> Given information
┄┄┄┄┄┄┄┄┄┄┄┄┄┄┄┄┄┄┄┄

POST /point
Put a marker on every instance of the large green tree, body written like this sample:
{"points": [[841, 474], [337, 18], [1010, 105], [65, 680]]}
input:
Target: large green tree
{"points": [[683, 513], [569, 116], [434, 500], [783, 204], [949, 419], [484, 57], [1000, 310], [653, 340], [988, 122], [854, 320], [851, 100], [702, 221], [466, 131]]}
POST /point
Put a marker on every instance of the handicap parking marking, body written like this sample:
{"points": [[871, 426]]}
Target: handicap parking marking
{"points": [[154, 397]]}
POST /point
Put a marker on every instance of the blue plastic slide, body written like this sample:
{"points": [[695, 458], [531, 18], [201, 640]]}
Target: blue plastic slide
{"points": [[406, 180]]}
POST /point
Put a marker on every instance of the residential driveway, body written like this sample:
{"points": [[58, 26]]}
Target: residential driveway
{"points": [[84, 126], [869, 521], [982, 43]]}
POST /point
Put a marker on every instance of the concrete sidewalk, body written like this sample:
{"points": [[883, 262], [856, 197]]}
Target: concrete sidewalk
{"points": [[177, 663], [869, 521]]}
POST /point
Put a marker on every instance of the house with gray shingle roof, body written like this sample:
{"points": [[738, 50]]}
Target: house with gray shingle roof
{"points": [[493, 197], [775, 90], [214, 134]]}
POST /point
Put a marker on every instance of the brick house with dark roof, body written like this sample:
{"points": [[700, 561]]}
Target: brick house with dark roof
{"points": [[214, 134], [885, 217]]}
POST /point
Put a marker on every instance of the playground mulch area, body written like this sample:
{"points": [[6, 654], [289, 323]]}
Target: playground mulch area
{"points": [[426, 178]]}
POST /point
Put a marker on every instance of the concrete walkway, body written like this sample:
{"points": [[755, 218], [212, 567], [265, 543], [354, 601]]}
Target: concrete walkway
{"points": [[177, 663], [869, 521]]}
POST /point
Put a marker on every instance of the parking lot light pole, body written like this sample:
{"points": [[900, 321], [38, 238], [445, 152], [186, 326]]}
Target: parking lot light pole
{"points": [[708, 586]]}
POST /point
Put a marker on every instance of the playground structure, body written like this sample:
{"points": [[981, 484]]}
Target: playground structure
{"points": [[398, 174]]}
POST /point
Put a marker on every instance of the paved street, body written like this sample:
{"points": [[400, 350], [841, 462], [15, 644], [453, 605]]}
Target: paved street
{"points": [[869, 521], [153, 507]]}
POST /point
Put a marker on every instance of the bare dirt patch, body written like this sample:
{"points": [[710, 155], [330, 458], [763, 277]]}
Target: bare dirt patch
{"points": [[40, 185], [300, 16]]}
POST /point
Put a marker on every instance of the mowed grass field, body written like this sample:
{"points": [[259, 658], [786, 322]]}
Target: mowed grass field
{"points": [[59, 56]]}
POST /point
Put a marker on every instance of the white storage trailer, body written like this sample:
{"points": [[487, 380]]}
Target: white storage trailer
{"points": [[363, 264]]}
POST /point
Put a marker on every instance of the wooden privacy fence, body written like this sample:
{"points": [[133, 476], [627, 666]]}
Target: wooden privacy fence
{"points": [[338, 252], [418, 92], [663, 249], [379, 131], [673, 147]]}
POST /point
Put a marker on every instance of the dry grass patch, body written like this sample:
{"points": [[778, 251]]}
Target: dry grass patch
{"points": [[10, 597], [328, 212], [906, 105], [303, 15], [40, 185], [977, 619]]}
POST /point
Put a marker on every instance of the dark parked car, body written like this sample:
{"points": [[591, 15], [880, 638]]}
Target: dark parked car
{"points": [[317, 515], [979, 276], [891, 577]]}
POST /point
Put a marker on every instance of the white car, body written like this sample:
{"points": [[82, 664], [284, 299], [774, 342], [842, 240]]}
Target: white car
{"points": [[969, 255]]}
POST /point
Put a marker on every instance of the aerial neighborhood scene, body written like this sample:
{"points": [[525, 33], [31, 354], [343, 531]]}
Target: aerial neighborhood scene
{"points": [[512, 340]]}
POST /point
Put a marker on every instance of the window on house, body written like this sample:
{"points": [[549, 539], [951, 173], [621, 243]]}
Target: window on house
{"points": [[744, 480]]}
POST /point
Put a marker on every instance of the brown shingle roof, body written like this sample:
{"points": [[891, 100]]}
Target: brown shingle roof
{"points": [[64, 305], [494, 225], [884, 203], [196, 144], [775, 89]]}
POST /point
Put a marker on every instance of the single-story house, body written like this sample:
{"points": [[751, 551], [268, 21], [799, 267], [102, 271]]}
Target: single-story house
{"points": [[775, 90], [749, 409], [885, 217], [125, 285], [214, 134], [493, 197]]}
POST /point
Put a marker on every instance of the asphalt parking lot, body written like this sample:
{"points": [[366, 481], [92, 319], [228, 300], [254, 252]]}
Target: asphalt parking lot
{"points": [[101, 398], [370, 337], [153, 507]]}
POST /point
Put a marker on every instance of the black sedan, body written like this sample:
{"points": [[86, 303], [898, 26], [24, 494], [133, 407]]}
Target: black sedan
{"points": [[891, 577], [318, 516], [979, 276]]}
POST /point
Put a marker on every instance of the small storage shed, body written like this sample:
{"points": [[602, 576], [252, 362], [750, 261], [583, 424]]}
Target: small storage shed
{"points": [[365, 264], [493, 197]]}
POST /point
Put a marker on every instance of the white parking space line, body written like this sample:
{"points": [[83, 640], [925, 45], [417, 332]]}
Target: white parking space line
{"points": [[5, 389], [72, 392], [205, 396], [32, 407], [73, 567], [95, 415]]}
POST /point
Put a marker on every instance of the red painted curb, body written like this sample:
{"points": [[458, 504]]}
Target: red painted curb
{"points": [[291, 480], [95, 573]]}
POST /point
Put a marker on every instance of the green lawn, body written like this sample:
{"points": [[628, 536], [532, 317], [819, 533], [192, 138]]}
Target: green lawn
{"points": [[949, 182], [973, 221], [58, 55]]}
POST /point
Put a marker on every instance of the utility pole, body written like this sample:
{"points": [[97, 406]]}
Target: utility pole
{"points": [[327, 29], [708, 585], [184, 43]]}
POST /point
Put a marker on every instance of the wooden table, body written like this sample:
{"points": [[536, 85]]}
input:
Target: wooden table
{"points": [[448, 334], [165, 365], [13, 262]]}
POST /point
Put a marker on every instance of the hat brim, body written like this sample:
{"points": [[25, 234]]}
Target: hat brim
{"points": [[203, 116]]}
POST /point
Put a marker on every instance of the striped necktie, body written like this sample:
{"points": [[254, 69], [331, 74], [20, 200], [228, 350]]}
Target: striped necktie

┄┄┄┄┄┄┄┄┄┄┄┄┄┄┄┄┄┄┄┄

> Task prompt
Output the entire listing precisely as it stands.

> Reply to the task
POST /point
Put a marker on every instance of the large green tree, body written like this sample:
{"points": [[841, 474], [337, 18], [1010, 105], [65, 680]]}
input:
Target: large green tree
{"points": [[683, 513], [569, 116], [434, 500], [783, 204], [949, 419], [484, 57], [1000, 310], [653, 340], [988, 122], [854, 320], [851, 100], [702, 221], [466, 131]]}
POST /point
Put a marker on every instance of the handicap parking marking, body written like this sample:
{"points": [[871, 426]]}
Target: handicap parking marking
{"points": [[154, 397]]}
POST /point
Put a marker on every instance of the blue plastic slide, body written like this sample:
{"points": [[695, 458], [531, 18], [201, 640]]}
Target: blue plastic slide
{"points": [[406, 180]]}
POST /point
Put a marker on every instance of the residential driveway, body written like this sample:
{"points": [[58, 26]]}
Target: residential driveway
{"points": [[84, 126], [869, 521], [982, 43]]}
POST /point
Put a marker on every instance of the concrete sidewalk, body written like this sample:
{"points": [[883, 262], [856, 197]]}
Target: concrete sidewalk
{"points": [[177, 663], [869, 521]]}
POST /point
Put a marker on every instance of the house with gray shingle roof, body written like this sample:
{"points": [[738, 50]]}
Target: house with gray shingle roof
{"points": [[493, 197], [775, 90], [214, 134]]}
POST /point
Put a marker on every instance of the brick house with dark roof, body written like this sample:
{"points": [[700, 561]]}
Target: brick house with dark roof
{"points": [[214, 134], [885, 217]]}
POST /point
Put a marker on every instance of the playground mulch area, body written like this sample:
{"points": [[6, 654], [289, 323]]}
Target: playground mulch area
{"points": [[426, 178]]}
POST /point
Put a marker on every instance of the concrete walkway, body written like this sample:
{"points": [[755, 218], [212, 567], [265, 543], [354, 601]]}
Target: concrete walkway
{"points": [[177, 663], [869, 521]]}
POST /point
Put a marker on every instance of the parking lot light pole, body written like this sample:
{"points": [[900, 321], [38, 238], [445, 152], [186, 326]]}
Target: parking lot light pole
{"points": [[708, 586]]}
POST /point
Put a marker on every instance of the playground structure, body written like this sample:
{"points": [[981, 484]]}
Target: playground structure
{"points": [[398, 174]]}
POST /point
Put a marker on every instance of the paved street, body written like this sample:
{"points": [[400, 350], [841, 462], [15, 644], [453, 605]]}
Target: paved street
{"points": [[869, 521], [153, 507]]}
POST /point
Put a marker on every instance of the bare dirt patch, body written like this sample:
{"points": [[710, 155], [330, 458], [763, 277]]}
Target: bare dirt patch
{"points": [[40, 185], [300, 16]]}
POST /point
Put a marker on every instance of the mowed grass field, body written like this sample:
{"points": [[259, 658], [786, 322]]}
Target: mowed grass field
{"points": [[59, 56]]}
POST /point
Put a marker on every instance of the white storage trailer, body written like this sample:
{"points": [[487, 380]]}
Target: white storage trailer
{"points": [[363, 264]]}
POST /point
Put a marker on every instance of the wooden privacy fence, body written like this sample:
{"points": [[133, 476], [627, 666]]}
Target: wooden privacy fence
{"points": [[338, 252], [418, 92], [663, 249], [379, 131], [673, 147]]}
POST /point
Put a marker on every instance of the dry grass patch, body written like this sample:
{"points": [[778, 251]]}
Target: dry grass patch
{"points": [[10, 597], [328, 212], [906, 105], [303, 15], [40, 185], [977, 619]]}
POST /point
Put a marker on every instance of the dark parked car, body written like this sample:
{"points": [[591, 15], [880, 638]]}
Target: dark parked car
{"points": [[317, 515], [979, 276], [891, 577]]}
POST /point
Put a marker on every instance of the white car, body written like this sample:
{"points": [[82, 664], [284, 299], [774, 342], [842, 240]]}
Target: white car
{"points": [[969, 255]]}
POST /point
Put a marker on every instance of the aerial neighborhood scene, body written like this sample:
{"points": [[525, 33], [31, 354], [343, 531]]}
Target: aerial neighborhood scene
{"points": [[512, 340]]}
POST /point
Put a marker on every instance of the window on house, body written like this sample:
{"points": [[549, 539], [951, 173], [621, 243]]}
Target: window on house
{"points": [[744, 480]]}
POST /point
Put a marker on every instance of the brown shingle roof, body written like this sample:
{"points": [[891, 100]]}
Target: brown shingle roof
{"points": [[64, 305], [494, 225], [884, 203], [196, 144], [775, 89]]}
POST /point
Put a marker on every instance of the single-story house, body written like this sample:
{"points": [[751, 551], [268, 21], [799, 267], [102, 271]]}
Target: single-story house
{"points": [[775, 90], [749, 409], [885, 217], [125, 285], [214, 134], [493, 197]]}
POST /point
Put a marker on every instance of the asphalt parking lot, body written like this sample:
{"points": [[366, 481], [92, 319], [228, 300], [254, 252]]}
Target: asphalt parking lot
{"points": [[101, 398], [370, 337], [153, 507]]}
POST /point
Put a marker on every instance of the black sedan, body written like this sample:
{"points": [[86, 303], [898, 26], [24, 494], [133, 407]]}
Target: black sedan
{"points": [[891, 577], [318, 516], [979, 276]]}
POST /point
Put a marker on every instance of the small storage shed, body written like this sample:
{"points": [[602, 576], [252, 362], [750, 261], [583, 424]]}
Target: small storage shed
{"points": [[365, 264], [493, 197]]}
POST /point
Put a marker on every instance of the white parking space line, body written like this sample:
{"points": [[83, 640], [925, 45], [417, 332]]}
Target: white parking space line
{"points": [[5, 389], [72, 392], [205, 396], [32, 407], [73, 567], [95, 415]]}
POST /point
Put a marker on every instance of the red painted curb, body written like this sample:
{"points": [[458, 504]]}
Target: red painted curb
{"points": [[291, 480], [95, 573]]}
POST /point
Put a marker on every instance of the green lawn, body written like this sample:
{"points": [[628, 536], [532, 317], [819, 533], [192, 138]]}
Target: green lawn
{"points": [[949, 182], [973, 221], [58, 55]]}
POST /point
Put a marker on every instance of the utility pole, body written like this sample:
{"points": [[97, 406]]}
Target: utility pole
{"points": [[327, 29], [708, 585], [184, 43]]}
POST /point
Put a marker on every instance of the wooden table, body written like this sample:
{"points": [[536, 85]]}
input:
Target: wooden table
{"points": [[448, 334], [165, 365], [13, 262]]}
POST /point
Put a marker on every instance of the hat brim, body written like this sample:
{"points": [[25, 234]]}
Target: hat brim
{"points": [[203, 116]]}
POST /point
Put a marker on every instance of the striped necktie, body written like this sample:
{"points": [[254, 69], [331, 74], [20, 200], [228, 350]]}
Target: striped necktie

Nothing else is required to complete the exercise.